◆ **Exercise objective**: Please give again, word for word, the lines that lie between the start of the listing below and the line with "# mark one dot per instance, written like column 20, row", both included.

◆ **Material provided**:
Content starts

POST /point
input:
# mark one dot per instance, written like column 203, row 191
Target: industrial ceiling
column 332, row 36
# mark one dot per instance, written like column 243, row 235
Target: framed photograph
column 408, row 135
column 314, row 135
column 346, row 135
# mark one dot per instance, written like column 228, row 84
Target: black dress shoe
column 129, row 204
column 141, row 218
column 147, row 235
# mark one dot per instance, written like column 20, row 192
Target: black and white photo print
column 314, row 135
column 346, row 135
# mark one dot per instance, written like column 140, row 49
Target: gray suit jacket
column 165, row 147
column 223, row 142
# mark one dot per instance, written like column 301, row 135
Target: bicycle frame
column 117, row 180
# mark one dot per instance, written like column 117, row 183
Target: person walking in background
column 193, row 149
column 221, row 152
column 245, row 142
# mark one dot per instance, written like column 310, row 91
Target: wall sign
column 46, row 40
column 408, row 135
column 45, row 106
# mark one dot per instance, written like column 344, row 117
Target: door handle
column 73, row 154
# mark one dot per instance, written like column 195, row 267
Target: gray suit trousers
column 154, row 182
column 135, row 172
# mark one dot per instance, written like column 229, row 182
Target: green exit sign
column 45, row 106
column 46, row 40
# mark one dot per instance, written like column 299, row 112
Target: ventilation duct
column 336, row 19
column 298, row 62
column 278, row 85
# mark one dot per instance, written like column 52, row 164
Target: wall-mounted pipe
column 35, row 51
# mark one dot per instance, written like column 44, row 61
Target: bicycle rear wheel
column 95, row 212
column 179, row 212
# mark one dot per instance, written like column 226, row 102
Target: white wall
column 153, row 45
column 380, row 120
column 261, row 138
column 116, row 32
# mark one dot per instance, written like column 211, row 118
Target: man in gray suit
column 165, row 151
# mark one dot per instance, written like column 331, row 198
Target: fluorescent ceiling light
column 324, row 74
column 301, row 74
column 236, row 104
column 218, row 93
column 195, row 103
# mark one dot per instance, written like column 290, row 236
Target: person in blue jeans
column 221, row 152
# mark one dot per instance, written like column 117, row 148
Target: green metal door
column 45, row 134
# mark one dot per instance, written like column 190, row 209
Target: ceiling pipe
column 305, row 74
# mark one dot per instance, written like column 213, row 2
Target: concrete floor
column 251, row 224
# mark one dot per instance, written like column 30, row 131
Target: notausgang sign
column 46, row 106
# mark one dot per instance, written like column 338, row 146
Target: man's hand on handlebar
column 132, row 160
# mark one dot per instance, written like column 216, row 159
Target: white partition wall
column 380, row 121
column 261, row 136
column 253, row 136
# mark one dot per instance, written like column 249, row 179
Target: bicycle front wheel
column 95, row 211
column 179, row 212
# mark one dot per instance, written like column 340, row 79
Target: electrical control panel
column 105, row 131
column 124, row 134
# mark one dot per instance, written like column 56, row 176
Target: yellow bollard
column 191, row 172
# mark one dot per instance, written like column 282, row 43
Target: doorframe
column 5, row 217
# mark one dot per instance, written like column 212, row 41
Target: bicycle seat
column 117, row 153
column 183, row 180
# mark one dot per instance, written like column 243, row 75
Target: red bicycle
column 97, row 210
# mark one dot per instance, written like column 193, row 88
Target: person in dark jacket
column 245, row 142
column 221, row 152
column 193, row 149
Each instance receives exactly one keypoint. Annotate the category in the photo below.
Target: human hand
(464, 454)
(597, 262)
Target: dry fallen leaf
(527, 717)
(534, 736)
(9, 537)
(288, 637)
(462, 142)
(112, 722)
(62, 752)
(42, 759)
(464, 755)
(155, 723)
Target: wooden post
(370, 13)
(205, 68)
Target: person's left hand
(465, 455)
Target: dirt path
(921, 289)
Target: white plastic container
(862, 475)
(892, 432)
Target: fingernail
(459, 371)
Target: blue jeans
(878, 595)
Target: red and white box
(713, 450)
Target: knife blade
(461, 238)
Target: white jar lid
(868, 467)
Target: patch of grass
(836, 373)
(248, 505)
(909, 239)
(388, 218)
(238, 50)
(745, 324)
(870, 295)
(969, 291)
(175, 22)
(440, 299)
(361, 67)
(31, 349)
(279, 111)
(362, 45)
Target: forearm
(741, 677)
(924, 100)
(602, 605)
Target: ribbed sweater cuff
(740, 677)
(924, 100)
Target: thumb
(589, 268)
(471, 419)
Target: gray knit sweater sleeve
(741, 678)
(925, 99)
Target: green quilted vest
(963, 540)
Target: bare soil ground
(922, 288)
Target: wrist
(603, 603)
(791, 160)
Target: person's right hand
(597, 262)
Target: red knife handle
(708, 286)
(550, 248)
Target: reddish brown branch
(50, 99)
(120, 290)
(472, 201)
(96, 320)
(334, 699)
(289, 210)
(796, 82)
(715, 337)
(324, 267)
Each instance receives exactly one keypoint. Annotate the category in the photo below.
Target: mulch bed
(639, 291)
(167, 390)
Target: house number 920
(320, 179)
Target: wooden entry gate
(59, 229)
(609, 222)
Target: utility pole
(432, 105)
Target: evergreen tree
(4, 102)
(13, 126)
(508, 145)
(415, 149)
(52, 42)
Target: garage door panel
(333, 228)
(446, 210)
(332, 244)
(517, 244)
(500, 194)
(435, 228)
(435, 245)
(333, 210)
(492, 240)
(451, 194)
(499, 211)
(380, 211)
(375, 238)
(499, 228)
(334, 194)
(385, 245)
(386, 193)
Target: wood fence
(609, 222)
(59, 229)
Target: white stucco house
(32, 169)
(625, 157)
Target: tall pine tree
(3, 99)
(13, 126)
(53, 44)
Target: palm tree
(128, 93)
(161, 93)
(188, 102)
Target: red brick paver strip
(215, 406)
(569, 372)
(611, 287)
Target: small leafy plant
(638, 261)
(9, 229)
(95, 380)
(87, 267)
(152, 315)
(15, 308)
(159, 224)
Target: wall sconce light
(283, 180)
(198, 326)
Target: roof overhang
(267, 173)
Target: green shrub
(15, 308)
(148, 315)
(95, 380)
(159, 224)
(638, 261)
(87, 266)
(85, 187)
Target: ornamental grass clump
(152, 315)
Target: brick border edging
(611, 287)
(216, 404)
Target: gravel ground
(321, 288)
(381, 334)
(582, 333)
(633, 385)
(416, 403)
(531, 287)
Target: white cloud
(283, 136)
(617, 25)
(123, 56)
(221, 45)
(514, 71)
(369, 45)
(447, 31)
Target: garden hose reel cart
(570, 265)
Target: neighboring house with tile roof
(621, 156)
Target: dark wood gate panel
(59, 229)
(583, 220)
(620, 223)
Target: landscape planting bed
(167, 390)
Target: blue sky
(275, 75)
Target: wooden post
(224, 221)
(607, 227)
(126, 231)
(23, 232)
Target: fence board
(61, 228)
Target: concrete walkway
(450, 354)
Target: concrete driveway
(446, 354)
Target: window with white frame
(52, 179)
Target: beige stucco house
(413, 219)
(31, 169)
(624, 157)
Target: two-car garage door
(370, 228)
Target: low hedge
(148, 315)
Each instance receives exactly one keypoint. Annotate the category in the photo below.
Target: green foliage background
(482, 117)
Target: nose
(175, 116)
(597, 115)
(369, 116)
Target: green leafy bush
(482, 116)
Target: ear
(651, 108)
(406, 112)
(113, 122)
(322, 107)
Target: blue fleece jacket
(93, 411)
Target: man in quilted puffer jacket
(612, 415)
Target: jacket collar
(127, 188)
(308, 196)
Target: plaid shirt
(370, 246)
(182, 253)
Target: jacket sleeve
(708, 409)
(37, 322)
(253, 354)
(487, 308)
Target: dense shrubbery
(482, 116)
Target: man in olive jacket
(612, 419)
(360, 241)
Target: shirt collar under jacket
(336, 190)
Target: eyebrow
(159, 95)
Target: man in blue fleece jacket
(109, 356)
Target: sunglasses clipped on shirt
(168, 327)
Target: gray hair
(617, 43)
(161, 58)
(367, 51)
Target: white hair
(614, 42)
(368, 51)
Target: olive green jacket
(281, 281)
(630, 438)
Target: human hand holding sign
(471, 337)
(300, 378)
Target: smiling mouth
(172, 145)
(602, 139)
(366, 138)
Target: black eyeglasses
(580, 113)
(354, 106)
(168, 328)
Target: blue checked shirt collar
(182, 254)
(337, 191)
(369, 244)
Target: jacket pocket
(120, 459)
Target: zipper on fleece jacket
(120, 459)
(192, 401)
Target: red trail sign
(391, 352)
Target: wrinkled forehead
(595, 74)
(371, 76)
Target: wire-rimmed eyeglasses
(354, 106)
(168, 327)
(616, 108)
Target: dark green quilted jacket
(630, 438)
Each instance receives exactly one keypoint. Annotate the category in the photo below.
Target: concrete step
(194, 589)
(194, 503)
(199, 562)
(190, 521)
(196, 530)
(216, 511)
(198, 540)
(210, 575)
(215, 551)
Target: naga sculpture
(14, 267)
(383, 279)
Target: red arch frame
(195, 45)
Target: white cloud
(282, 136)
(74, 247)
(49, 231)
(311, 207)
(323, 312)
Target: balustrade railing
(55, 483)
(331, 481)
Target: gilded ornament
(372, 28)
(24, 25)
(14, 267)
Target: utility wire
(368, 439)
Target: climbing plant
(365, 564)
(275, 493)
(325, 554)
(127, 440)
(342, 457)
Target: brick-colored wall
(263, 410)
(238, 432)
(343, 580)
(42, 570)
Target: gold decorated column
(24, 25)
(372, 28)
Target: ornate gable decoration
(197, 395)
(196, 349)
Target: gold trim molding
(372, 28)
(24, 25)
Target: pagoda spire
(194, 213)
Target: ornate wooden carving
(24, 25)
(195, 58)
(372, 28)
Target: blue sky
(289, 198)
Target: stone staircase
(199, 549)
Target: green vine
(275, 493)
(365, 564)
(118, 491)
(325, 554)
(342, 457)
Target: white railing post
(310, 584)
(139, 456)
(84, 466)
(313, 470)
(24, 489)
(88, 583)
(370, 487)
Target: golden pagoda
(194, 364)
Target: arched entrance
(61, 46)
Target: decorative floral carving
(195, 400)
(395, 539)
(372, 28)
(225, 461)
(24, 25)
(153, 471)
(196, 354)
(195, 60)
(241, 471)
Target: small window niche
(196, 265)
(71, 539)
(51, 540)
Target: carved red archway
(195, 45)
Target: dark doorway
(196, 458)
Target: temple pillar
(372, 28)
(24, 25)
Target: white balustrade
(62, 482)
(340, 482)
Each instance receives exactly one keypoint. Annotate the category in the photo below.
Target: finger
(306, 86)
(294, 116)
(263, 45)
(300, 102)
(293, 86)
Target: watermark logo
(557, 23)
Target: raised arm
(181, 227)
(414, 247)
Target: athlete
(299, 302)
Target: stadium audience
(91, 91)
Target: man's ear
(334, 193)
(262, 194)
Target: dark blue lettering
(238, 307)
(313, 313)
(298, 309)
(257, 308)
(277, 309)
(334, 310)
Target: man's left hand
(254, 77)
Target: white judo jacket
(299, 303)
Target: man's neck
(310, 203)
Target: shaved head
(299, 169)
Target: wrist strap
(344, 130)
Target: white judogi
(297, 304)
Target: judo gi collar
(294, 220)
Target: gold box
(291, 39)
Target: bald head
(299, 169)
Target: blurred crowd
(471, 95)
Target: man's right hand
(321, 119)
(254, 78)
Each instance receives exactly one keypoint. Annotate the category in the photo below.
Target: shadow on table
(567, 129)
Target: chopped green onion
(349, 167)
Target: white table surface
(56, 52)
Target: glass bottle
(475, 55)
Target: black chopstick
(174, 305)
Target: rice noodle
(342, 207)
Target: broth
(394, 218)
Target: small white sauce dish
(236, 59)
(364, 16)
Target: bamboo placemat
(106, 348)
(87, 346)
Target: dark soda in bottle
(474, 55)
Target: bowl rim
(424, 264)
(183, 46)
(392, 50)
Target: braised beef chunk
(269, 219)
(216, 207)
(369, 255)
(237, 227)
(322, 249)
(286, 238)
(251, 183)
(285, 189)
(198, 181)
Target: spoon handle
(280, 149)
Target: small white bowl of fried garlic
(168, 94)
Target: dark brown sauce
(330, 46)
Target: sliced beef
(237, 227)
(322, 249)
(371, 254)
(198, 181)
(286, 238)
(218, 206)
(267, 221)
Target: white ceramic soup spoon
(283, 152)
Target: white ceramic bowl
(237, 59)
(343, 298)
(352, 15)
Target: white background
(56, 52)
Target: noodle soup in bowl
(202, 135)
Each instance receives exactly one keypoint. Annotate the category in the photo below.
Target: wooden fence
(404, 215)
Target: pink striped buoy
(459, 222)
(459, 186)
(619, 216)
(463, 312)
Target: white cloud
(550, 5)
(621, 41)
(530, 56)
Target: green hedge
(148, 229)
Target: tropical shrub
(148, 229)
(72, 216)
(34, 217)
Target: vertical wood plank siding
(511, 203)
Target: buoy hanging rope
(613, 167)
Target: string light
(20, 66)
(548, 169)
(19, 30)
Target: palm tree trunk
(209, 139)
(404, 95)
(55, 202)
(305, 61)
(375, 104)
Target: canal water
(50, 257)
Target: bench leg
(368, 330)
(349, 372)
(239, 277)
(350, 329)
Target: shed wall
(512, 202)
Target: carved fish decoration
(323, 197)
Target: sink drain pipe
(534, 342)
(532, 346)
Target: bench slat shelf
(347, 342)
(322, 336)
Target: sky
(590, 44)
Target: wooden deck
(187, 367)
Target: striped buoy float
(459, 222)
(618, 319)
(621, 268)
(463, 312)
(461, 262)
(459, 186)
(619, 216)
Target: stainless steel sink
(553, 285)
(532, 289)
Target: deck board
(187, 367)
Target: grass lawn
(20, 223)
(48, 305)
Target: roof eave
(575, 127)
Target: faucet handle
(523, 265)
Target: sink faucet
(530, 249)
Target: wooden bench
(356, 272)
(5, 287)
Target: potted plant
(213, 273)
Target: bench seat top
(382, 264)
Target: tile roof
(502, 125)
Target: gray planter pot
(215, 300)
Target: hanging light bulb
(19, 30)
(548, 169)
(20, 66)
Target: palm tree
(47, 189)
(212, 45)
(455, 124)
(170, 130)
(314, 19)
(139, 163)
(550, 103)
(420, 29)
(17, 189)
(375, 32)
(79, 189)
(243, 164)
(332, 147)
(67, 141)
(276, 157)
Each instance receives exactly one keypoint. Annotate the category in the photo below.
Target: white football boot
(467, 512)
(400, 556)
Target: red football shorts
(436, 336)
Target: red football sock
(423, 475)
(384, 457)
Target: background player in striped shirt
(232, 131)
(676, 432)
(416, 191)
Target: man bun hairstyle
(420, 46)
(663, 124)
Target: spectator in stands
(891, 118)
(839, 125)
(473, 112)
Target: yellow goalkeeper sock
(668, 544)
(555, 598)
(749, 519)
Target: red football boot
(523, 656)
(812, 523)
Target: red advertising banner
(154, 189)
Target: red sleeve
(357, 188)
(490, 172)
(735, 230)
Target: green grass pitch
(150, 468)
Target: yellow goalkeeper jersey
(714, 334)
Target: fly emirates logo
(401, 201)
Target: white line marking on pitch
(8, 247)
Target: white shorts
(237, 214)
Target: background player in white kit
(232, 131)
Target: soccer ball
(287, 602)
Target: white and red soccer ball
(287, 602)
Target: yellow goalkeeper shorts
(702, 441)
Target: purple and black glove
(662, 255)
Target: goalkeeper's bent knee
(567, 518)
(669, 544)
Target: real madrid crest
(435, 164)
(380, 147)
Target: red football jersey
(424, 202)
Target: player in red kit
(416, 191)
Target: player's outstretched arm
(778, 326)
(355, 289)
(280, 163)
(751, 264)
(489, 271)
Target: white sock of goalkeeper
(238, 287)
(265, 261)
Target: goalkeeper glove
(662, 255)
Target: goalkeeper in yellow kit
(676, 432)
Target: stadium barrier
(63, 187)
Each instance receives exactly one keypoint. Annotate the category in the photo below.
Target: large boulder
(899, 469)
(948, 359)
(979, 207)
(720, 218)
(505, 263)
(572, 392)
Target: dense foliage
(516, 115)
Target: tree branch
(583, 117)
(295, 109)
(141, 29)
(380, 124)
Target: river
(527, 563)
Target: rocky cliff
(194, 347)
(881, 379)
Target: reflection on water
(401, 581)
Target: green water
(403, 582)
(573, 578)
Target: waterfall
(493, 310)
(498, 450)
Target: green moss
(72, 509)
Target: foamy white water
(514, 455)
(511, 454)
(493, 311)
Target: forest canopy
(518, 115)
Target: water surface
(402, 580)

Content ends

◆ **The answer**:
POST /point
input:
# mark one dot per instance, written like column 203, row 191
Target: industrial ceiling
column 332, row 36
# mark one dot per instance, written like column 243, row 235
Target: framed photograph
column 408, row 135
column 314, row 135
column 346, row 135
# mark one dot per instance, written like column 228, row 84
Target: black dress shoe
column 129, row 204
column 141, row 218
column 147, row 235
# mark one dot per instance, written like column 20, row 192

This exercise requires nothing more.